Problem to work on
In the text on the mixed 4 × 400 metres relay, which nation held the European record before the 2022 World Athletics Championships, and with what time?

The mixed 4 × 400 metres relay is a mixed-sex relay with two male and two female athletes on each team. Athletes each run one lap on a 400-metre track while passing on a baton between team members. The world championship in this event was introduced in 2019, so it had been contested once at the World Athletics Championships before 2022. The running order of man-women-man-woman was mandatory for the first time in 2022.

Before the championships, the world record of 3:09.34 min was set by the relay team of the United States in 2019.

Global records before the 2022 World Athletics Championships
| Record | Nation (athletes) | Time | Location | Date |
| World record | United States (Wilbert London, Allyson Felix, Courtney Okolo, Michael Cherry) | 3:09.34 | Doha, Qatar | 29 September 2019 |
Championship record
| World leading | Nigeria | 3:15.58 | Benin City, Nigeria | 26 June 2022 |

Area records before the 2022 World Athletics Championships
| Record | Nation (athletes) | Time | Location | Date |
|---|---|---|---|---|
| African Record | Nigeria (Ifeanyi Ojeli, Imaobong Uko, Samson Nathaniel, Patience Okon George) | 3:13.60 | Tokyo, Japan | 30 July 2021 |
| Asian record | Bahrain (Musa Isah, Aminat Jamal, Salwa Eid Naser, Abbas Abubakar Abbas) | 3:11.82 | Doha, Qatar | 29 September 2019 |
| North, Central American and Caribbean record | United States (Wilbert London, Allyson Felix, Courtney Okolo, Michael Cherry) | 3:09.34 WR | Doha, Qatar | 29 September 2019 |
| South American record | Brazil (Pedro Burmann, Tiffani Marinho, Tábata de Carvalho, Anderson Henriques) | 3:15.89 | Tokyo, Japan | 30 July 2021 |
| European record | Poland (Karol Zalewski, Natalia Kaczmarek, Justyna Święty-Ersetic, Kajetan Duszyński) | 3:09.87 | Tokyo, Japan | 31 July 2021 |
| Oceanian record | Australia (Bendere Oboya, Anneliese Rubie-Renshaw, Tyler Gunn, Alex Beck) | 3:17.00 | Gold Coast, Australia | 12 June 2021 |

==Qualification==
The standard to qualify automatically for entry was to finish in the first 12 at 2021 World Relays, completed by 4 top lists' teams.

Dataset extract
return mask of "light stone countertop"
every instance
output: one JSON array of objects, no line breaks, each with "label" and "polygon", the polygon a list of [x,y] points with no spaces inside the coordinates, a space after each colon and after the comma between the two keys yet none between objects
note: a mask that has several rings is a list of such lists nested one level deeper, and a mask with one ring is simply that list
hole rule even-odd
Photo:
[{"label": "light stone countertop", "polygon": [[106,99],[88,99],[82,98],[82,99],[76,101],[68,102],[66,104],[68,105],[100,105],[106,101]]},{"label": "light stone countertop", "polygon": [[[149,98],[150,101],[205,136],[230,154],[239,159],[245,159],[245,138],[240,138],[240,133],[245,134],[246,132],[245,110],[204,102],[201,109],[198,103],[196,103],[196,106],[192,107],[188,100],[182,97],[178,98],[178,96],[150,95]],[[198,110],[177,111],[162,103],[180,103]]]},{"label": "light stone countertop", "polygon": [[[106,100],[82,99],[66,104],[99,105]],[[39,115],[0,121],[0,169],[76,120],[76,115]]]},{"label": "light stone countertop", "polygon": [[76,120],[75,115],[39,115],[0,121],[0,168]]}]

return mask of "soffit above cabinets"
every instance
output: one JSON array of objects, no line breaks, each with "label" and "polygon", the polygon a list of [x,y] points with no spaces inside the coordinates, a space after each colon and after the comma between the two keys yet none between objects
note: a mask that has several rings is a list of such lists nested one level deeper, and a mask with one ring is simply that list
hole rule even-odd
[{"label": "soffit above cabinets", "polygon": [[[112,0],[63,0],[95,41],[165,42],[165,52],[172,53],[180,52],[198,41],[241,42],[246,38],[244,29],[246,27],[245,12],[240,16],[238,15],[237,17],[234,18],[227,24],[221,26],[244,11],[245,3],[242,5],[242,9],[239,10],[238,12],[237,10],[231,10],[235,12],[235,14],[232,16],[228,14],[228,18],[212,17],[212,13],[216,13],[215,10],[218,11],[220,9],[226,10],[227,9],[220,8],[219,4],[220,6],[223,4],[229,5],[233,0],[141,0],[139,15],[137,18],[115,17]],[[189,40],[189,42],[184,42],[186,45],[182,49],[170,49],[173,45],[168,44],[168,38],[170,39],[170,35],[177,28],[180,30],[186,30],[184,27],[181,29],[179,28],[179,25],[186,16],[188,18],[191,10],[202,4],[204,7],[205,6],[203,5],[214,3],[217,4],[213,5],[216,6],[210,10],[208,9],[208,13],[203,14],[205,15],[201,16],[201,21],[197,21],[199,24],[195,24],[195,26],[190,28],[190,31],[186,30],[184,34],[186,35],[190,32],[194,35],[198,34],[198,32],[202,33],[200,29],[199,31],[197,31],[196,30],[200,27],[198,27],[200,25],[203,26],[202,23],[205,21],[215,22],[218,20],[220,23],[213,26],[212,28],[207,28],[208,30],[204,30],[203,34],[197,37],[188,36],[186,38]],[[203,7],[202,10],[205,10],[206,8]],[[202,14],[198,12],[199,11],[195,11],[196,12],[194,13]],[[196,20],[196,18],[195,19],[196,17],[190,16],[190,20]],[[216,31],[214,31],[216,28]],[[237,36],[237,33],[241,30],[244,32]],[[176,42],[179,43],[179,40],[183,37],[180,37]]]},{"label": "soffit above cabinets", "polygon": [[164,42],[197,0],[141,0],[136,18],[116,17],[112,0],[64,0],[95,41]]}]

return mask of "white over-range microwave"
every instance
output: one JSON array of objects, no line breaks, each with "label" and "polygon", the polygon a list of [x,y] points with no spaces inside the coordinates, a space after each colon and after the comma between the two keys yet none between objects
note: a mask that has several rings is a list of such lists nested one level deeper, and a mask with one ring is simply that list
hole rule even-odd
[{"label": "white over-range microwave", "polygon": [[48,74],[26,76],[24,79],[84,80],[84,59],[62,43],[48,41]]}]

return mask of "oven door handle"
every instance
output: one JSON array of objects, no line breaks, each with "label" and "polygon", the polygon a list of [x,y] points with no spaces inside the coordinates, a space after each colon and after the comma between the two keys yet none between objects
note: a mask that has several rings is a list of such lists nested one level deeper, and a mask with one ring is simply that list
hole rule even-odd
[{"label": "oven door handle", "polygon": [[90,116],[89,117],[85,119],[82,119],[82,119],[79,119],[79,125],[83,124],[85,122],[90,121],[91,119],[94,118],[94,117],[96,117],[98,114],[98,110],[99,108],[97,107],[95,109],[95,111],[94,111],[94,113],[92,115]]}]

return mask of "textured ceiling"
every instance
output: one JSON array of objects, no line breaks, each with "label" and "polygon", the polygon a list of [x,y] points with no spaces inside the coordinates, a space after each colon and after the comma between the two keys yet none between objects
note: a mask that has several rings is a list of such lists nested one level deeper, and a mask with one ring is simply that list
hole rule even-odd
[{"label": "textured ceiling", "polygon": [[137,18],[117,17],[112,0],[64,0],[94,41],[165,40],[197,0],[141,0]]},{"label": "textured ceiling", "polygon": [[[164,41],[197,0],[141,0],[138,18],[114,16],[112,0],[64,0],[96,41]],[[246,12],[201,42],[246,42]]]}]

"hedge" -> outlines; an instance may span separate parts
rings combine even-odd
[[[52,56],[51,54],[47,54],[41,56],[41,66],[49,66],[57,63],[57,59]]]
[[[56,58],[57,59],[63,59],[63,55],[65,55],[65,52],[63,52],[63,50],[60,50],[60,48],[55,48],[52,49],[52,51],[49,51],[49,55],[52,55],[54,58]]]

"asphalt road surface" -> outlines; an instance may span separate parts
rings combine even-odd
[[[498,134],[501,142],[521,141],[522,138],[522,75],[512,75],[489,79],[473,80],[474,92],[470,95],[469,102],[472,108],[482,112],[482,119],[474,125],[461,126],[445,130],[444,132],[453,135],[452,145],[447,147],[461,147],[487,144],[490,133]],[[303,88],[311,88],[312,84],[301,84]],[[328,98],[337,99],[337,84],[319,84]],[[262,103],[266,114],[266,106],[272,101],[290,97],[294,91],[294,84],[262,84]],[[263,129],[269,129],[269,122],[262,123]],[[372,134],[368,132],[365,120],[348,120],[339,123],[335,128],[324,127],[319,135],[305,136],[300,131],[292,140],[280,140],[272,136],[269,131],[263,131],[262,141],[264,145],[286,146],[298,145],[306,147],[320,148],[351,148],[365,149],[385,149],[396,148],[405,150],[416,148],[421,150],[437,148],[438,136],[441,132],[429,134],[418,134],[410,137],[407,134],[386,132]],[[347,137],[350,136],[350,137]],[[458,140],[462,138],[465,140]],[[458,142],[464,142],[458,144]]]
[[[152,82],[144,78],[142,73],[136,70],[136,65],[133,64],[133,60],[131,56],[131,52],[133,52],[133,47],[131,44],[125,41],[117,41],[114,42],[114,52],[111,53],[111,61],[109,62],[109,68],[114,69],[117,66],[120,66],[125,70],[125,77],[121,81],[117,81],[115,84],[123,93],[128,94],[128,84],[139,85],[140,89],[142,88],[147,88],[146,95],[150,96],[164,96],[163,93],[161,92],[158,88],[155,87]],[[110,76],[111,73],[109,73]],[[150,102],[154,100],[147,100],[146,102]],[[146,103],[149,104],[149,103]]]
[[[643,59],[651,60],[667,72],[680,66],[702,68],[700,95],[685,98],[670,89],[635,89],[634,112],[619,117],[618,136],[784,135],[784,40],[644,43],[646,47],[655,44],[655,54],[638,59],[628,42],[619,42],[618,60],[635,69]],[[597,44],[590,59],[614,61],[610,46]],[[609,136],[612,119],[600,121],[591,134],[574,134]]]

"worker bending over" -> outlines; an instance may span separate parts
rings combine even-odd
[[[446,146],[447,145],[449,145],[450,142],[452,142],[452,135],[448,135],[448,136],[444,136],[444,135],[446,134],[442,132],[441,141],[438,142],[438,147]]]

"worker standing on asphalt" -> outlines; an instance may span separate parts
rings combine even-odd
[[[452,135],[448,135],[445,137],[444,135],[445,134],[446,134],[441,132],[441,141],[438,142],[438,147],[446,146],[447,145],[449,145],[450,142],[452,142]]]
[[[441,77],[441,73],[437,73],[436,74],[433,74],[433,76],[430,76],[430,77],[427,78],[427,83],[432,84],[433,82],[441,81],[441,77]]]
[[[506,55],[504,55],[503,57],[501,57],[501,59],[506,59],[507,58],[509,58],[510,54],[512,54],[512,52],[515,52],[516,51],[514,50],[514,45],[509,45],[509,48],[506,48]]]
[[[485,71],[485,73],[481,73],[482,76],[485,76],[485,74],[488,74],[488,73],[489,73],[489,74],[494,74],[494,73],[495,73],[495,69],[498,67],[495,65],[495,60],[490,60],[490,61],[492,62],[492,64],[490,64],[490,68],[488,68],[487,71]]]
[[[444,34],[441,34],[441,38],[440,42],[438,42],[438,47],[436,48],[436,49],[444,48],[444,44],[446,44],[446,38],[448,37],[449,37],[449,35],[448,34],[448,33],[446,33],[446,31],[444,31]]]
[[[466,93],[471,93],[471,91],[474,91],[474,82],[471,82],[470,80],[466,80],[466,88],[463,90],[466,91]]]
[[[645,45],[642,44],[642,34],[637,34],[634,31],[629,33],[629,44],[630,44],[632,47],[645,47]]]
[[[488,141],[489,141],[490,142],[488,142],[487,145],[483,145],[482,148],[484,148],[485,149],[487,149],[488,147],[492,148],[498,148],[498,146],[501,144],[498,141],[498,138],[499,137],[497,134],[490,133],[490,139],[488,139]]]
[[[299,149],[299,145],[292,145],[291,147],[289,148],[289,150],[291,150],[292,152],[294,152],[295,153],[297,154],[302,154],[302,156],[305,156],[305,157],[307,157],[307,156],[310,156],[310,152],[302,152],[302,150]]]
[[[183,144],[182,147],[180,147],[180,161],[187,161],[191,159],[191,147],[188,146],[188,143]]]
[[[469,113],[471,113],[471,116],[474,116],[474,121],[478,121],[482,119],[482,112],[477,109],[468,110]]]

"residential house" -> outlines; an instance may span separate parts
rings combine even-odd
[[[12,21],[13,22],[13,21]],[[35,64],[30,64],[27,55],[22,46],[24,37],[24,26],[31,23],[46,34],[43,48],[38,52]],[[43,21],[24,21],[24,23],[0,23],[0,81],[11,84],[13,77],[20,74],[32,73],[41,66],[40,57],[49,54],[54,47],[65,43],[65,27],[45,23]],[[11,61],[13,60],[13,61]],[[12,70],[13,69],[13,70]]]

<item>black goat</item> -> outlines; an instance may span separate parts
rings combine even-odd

Solution below
Poland, with a time of 3:09.87.